DIRECTIONS FOR THIS TASK
Please carry on the text about following medical advice after a personal injury, starting right after its last sentence.

PASSAGE FOR REVIEW
>>>
If you are injured due to someone else’s negligence, you have the legal right to be compensated for your financial losses, medical expenses, lost earnings, pain and suffering. Of course, financial compensation can and should be a significant consideration. However, the primary consideration after an injury should be your recovery. Always.
That begins at the beginning – when you are first examined by a medical professional in the Emergency Room. Typically, ER physicians are quite thorough in their examinations, particularly when it comes to potential brain injuries. However, when an ER doctor discharges you, she will give you specific “discharge instructions,” which may include R.I.C.E (rest, ice, compression, elevation); return to the hospital, if necessary; and/or follow up with your own physician. (You should always follow up with your own physician.)
Should you require treatment for your injuries, you must take it seriously – you must follow your doctor’s instructions to the letter. That means, if your doctor prescribes diagnostic tests such as x-rays, MRI’s, CT scans, EMG’s, you must comply. The results of these tests will help your doctor detect specific injuries you’ve suffered, and determine a course of treatment. There are many instances where injured patients are left with conditions that are not detectable by examination only. Ignoring medical advice could be perilous.
Often, even if your injuries are not life threatening, they could be life altering. Soft tissue injuries such as herniated discs, for example, may worsen over time if not addressed in a timely manner. That sometimes means that your treatment regimen will include trigger point injections, epidural steroid injections, or even more invasive treatment such as surgery.
Following your doctor’s advice will most certainly help you to recover. It also has the added benefit of helping your personal injury case. Conversely, failing to follow your doctor’s advice will have a negative impact on your personal injury case.
<<<
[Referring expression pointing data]
>>>
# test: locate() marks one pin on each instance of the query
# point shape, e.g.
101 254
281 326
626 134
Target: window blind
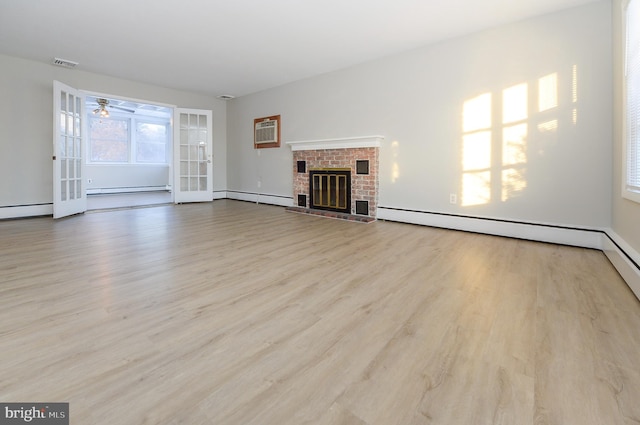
633 96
<<<
TASK OUTPUT
Your entire treatment record, every single thing your doctors advise you to do and how they have treated you, will be evidence for your attorney. It also will be read and used by the opposing attorney. That means if you have not followed your doctor’s instructions; if you have not gone for that MRI, the opposing attorney could use that as evidence that you are not that badly injured.
The entire system including judges, juries and insurance companies already are skeptical of personal injury claims. When you do not follow a treatment regimen, they may assume that you must have fully recovered. The law in New York has been developed to the illogical extreme that if you stop your medical care, the defense can argue that you do not have a permanent condition.
Failing to follow medical advice can also allow opposing attorney to argue, at trial (supported by an instruction on the law by the judge) that you failed to mitigate your damages, meaning that you did not take whatever reasonable medical steps were available to you to improve your condition.
For the sake of your health, and for the sake of recovering financial compensation that you well may need, listen to your doctor. Follow your doctor’s advice.